>> start RECORDS FOR THIS TASK

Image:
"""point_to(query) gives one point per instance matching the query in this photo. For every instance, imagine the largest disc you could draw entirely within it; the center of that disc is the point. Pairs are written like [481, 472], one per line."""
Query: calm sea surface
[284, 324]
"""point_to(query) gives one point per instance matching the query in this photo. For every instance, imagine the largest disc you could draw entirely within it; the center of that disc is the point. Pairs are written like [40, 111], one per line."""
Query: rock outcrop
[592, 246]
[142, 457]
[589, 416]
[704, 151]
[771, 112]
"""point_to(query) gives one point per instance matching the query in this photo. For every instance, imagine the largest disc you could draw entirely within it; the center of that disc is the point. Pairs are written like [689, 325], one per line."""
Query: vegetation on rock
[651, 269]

>> end RECORDS FOR THIS TASK

Copy every line of the entries above word for word, keeping them in their original order.

Image:
"""point_to(query) gives one point per instance matching the query in this photo. For every instance, imagine the largest disc you could draw entirely within it; the center of that disc is the point. Pairs are written like [481, 472], one per line."""
Query: calm sea surface
[284, 324]
"""point_to(query) gives one point per instance matching the query in this photo. For every instance, imagine the largest disc you could draw entirely within it; the center of that disc is the point. Pairs are written like [40, 111], one per line."""
Query: rock outcrop
[592, 246]
[142, 457]
[589, 416]
[704, 151]
[771, 112]
"""point_to(query) gives one point per instance matching the query in this photo. For every instance, imagine the largest disc you could draw entirely within it; the center of that disc is the point. Pairs are written like [689, 325], one per line."""
Query: vegetation on rock
[651, 269]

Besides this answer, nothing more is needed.